- **Task to complete**
Could you rewrite the records below, swapping "dry stick" for "fallen branch" and leaving everything else untouched?

- **Working data**
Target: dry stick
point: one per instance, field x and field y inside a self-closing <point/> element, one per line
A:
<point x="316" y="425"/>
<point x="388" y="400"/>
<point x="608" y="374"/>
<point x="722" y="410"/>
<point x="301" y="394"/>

- **Answer to the task**
Target: fallen branch
point: one per instance, field x and field y inside a self-closing <point/> element, one per line
A:
<point x="316" y="425"/>
<point x="388" y="400"/>
<point x="608" y="374"/>
<point x="722" y="410"/>
<point x="301" y="394"/>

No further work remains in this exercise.